TASK: List every person named in the article on radio station ownership.

TEXT EXCERPT:

# # # #

Big radio companies ditch smaller market stations

by BILL VIRGIN, Seattle Post-Intelligencer

Two members of the Federal Communications Commission are in town today for an informal hearing on media ownership rules and the potential dangers of companies with extensive holdings of broadcast properties, even as some of those big companies are themselves rethinking the "bigger is better" philosophy.

Commissioners Michael Copps and Jonathan Adelstein, who have been critical of previous FCC attempts to loosen the rules on such issues as how many television stations one company can own nationally, or how many radio stations it can own in a single market, will convene the hearing at 6 p.m. at the downtown Seattle Public Library.

Advocates of changes say FCC rules should be updated to match the realities of the media marketplace, which has been expanded considerably with the Internet. Opponents say concentration of media properties in the hands of a few companies limits diversity of opinions and viewpoints and squelches local content.

In radio, much of the criticism has been aimed at Clear Channel Communications, which owns 1,150 radio stations nationally, including six in Seattle (the current maximum permitted for one company in Seattle is eight, including a maximum of five AM or FM stations).

Interestingly, the Seattle hearing comes as Clear Channel has announced plans to sell 448 stations in markets smaller than the top 100; among those on the list are stations in Yakima, the Tri-Cities and Centralia. Another big radio operator with Seattle properties, CBS, also has unloaded 17 stations in five markets.

Even Seattle-based Fisher Communications, a relatively small player in the business, is getting out of small-market radio by selling or putting up for sale 24 stations in Eastern Washington and Montana. That would leave it with just three radio stations, all in Seattle.

So what has changed in the business model or operating philosophy that earlier had companies assembling as many stations in as many markets as they could afford?

Tom Taylor, editor in chief of the trade publication Inside Radio, says the reasons differ by company, although there are some common themes.

# # # #

DATA EXTRACT:
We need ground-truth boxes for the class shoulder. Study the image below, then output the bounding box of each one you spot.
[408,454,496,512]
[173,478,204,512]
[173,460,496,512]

# # # #

TASK SOLUTION: Bill Virgin, Michael Copps, Jonathan Adelstein, Tom Taylor